Instructions for the task: Rewrite the stretch from the line containing "Return the outline of every instance of the rectangular" through the end of the listing, changing "whole pixels" to "integer pixels" and leaving everything else as it is.

Begin

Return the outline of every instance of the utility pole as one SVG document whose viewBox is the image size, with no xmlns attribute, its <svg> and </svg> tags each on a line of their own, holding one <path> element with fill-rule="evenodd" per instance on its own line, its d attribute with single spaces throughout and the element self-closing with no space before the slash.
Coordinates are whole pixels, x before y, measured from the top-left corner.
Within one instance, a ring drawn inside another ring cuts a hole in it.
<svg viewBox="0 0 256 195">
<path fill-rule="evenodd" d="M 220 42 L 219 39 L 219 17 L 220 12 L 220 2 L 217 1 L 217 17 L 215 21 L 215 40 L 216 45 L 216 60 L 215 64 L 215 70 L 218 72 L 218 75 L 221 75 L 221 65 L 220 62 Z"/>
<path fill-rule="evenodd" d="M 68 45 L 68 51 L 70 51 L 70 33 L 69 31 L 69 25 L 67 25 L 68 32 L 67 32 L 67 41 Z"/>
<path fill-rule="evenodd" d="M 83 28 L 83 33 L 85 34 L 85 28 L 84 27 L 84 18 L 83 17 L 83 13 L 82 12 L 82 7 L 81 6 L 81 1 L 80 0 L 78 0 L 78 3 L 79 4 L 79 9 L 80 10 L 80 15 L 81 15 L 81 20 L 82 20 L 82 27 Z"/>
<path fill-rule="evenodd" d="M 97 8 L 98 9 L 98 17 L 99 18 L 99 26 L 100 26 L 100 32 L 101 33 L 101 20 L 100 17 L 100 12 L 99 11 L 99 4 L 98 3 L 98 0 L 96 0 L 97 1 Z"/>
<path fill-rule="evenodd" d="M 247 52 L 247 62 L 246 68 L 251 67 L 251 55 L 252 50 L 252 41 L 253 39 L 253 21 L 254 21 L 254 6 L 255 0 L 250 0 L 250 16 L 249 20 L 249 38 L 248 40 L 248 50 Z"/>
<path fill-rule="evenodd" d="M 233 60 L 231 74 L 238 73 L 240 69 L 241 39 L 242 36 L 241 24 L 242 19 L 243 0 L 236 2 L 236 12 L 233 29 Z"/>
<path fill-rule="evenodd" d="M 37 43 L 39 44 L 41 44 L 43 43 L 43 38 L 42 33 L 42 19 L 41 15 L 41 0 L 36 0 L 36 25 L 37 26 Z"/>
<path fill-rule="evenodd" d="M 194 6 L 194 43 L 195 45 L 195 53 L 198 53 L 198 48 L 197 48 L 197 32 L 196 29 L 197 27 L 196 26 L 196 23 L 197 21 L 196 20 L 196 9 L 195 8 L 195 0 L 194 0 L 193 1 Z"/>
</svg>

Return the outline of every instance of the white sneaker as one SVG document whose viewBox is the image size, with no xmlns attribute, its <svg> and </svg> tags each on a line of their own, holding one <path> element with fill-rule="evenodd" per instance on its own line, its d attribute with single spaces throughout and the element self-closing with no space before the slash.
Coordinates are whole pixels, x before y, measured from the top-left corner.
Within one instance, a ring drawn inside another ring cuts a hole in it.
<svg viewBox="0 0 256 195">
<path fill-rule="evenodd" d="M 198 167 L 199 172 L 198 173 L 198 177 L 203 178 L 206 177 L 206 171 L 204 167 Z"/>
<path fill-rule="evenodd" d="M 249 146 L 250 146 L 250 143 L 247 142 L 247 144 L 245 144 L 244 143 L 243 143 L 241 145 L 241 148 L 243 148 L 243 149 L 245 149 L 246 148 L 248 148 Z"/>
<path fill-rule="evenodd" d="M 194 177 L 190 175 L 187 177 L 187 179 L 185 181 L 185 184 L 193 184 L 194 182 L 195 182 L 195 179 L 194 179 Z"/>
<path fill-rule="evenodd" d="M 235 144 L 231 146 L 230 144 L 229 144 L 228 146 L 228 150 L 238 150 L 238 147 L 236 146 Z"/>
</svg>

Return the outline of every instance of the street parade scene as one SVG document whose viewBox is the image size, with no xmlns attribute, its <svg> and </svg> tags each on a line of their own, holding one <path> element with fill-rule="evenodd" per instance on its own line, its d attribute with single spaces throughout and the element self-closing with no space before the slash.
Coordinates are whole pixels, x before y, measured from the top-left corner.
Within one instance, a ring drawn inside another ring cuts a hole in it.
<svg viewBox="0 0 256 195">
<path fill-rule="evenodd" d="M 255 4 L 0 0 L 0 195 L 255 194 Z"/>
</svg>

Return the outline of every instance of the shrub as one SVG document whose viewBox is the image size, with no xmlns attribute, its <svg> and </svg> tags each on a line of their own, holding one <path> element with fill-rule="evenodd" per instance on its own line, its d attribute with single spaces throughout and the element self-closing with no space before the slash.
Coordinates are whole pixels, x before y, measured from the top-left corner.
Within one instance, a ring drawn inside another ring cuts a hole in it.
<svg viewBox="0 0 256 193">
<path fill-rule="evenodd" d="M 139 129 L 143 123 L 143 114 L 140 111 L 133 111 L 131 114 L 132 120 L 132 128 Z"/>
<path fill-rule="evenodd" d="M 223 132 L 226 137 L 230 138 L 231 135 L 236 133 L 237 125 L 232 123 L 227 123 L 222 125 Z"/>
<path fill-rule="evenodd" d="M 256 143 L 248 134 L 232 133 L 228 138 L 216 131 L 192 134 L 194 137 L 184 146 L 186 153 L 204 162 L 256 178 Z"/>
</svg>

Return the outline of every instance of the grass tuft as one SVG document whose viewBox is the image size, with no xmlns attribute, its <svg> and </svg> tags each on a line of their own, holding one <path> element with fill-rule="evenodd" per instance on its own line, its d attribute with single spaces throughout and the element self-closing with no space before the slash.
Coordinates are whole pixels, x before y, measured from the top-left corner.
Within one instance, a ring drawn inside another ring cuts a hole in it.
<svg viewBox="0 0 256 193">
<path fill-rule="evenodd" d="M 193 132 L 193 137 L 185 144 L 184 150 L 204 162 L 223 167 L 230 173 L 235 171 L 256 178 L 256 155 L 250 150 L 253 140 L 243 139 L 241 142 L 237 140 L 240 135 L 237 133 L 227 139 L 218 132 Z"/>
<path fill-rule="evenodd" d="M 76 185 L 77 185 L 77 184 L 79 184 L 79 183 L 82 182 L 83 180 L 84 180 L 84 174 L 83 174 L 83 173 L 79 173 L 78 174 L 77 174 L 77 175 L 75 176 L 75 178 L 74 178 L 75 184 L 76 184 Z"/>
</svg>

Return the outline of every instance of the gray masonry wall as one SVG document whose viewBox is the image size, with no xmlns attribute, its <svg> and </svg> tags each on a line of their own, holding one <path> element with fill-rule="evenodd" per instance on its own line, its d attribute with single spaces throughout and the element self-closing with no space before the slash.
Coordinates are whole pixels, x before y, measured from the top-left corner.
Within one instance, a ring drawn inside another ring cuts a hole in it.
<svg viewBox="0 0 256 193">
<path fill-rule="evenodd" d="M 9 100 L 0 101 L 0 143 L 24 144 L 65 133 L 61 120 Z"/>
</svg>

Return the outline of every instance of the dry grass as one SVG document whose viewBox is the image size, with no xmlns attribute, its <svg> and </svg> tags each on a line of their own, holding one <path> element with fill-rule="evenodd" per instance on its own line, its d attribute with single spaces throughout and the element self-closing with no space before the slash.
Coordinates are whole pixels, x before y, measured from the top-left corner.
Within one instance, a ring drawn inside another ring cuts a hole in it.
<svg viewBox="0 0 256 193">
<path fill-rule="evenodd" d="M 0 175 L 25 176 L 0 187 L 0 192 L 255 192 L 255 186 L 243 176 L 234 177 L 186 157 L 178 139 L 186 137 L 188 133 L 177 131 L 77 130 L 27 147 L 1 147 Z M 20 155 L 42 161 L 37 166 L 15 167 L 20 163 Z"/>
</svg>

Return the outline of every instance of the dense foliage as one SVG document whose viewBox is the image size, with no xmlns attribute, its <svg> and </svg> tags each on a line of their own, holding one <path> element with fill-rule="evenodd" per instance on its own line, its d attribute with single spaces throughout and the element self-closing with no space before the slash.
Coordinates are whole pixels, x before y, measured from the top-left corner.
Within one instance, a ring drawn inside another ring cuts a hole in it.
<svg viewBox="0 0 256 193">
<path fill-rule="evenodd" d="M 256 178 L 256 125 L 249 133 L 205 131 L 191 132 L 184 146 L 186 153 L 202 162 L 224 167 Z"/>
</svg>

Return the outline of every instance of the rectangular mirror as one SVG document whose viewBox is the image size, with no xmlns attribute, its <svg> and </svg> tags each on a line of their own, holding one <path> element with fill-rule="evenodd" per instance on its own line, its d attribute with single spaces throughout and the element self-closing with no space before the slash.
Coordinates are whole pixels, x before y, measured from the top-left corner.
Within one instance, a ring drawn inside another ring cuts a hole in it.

End

Solution to this task:
Return the outline of every instance of the rectangular mirror as one SVG document whose viewBox is the image size, with no xmlns attribute, its <svg> and </svg> tags each on a line of their own, holding one <path> element with fill-rule="evenodd" per instance on its own line, its d attribute with single spaces throughout and the element self-closing with no space before the slash.
Coordinates are integer pixels, x before y, measured from the top-left corner.
Within one instance, a ring drawn inside another ring cuts a hole in it.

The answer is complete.